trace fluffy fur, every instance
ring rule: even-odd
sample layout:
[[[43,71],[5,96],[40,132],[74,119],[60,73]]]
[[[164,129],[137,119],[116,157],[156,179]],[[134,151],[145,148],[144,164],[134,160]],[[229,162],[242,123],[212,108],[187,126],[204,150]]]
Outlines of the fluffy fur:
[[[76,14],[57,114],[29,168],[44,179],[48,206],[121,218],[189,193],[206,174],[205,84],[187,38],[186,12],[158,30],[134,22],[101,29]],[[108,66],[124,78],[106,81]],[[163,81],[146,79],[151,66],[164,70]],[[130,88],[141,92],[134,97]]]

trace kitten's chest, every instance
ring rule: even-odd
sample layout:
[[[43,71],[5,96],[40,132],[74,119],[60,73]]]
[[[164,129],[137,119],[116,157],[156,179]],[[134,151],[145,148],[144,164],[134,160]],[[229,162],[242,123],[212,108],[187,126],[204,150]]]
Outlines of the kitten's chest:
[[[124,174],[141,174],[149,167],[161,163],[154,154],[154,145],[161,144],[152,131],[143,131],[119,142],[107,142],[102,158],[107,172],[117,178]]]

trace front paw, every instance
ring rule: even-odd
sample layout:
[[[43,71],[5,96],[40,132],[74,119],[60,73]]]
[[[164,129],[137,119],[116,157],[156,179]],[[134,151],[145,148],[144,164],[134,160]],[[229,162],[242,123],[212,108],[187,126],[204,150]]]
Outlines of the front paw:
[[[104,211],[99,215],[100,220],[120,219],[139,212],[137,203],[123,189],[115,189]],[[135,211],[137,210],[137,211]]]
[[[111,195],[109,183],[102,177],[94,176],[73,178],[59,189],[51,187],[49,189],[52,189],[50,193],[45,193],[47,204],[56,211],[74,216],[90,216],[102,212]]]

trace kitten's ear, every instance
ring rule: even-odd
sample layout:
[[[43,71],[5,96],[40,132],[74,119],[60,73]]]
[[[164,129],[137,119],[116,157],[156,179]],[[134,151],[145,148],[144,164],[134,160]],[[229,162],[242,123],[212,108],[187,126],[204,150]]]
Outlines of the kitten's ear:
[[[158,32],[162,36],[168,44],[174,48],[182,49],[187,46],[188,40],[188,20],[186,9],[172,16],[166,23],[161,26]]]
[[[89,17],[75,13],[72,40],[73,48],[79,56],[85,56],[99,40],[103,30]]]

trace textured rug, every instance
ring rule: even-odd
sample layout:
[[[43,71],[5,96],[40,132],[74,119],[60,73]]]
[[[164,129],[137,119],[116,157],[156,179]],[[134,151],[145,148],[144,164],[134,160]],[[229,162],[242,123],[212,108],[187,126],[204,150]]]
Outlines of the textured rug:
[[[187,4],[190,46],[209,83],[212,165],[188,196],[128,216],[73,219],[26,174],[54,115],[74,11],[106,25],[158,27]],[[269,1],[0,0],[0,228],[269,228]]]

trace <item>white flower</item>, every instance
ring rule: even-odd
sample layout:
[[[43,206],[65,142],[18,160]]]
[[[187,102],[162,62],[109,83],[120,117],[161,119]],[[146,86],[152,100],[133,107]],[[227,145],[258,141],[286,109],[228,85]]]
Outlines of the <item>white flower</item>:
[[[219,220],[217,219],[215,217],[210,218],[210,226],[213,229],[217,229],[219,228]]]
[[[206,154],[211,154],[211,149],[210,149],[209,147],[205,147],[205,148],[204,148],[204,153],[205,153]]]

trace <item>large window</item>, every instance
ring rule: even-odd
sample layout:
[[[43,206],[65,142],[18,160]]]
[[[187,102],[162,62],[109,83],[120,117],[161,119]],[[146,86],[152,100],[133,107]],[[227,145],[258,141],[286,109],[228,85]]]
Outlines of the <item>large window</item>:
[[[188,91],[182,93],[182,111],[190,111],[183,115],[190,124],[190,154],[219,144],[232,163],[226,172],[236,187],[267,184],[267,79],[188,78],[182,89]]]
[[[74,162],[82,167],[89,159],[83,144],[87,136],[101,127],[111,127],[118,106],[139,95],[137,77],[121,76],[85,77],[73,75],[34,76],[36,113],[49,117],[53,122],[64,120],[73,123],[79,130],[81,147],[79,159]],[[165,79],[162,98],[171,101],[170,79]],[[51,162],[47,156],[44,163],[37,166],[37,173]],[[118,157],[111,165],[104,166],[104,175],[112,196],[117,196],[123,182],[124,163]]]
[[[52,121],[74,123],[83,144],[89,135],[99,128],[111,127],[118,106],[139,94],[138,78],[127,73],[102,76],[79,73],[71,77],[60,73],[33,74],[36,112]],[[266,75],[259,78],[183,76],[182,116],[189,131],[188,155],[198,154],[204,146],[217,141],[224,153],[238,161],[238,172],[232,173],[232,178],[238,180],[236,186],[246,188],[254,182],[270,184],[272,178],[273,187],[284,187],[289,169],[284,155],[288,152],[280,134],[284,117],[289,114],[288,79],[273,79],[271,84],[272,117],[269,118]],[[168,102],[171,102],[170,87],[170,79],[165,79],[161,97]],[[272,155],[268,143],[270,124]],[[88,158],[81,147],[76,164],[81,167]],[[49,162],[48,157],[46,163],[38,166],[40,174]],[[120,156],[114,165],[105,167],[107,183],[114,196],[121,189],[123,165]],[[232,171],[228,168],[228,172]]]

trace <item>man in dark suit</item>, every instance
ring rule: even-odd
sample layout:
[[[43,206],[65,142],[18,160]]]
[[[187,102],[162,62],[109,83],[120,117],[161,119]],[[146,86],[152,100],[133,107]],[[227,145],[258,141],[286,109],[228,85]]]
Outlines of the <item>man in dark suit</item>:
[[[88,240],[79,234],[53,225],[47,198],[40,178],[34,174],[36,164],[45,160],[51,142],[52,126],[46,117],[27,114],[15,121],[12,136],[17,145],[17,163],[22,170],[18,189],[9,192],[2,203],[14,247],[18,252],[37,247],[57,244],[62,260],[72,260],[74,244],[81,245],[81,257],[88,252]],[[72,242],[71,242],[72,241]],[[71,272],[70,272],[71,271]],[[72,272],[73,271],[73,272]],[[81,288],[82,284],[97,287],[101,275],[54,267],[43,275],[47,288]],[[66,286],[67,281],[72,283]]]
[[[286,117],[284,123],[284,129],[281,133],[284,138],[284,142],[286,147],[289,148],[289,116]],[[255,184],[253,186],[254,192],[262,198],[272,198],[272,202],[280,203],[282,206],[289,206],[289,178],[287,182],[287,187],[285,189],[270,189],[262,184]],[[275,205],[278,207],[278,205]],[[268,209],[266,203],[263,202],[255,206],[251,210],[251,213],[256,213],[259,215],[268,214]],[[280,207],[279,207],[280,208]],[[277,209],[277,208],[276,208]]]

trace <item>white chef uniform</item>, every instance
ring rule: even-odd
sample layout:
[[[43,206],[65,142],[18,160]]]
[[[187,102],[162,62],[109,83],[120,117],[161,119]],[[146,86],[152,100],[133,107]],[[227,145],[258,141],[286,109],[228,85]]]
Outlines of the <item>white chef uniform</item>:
★ ★ ★
> TASK GOAL:
Render the stretch from the line containing "trace <item>white chef" through the end of the items as a numbered list, omitting any blank lines.

> OUTPUT OF THE EXERCISE:
1. trace <item>white chef uniform</item>, every instance
2. ring rule: even-odd
3. sample layout:
4. [[[43,206],[65,142],[18,160]]]
5. [[[187,102],[162,62],[109,83],[120,117],[161,119]],[[146,86],[152,100],[133,107]],[[227,145],[258,141],[286,109],[228,85]]]
6. Outlines of the <item>white chef uniform</item>:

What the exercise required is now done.